(Items from a data source)
== == ==
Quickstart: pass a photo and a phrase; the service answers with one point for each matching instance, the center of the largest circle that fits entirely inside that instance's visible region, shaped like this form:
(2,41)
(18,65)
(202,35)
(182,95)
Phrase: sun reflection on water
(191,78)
== == ==
Given request: Convert the records above into a Markdown table with two columns, Row and Line. Give each non-blank line its own numbered row.

Result for this task:
| Row | Line |
|---|---|
| 1 | Quickstart: pass a photo and a phrase; the service answers with one point for each matching instance, the center of the largest circle that fits entirely inside that instance's visible region, shaped like this form: |
| 2 | (2,41) |
| 3 | (18,65) |
| 4 | (202,35) |
| 5 | (182,95) |
| 6 | Phrase: sun reflection on water |
| 7 | (191,78) |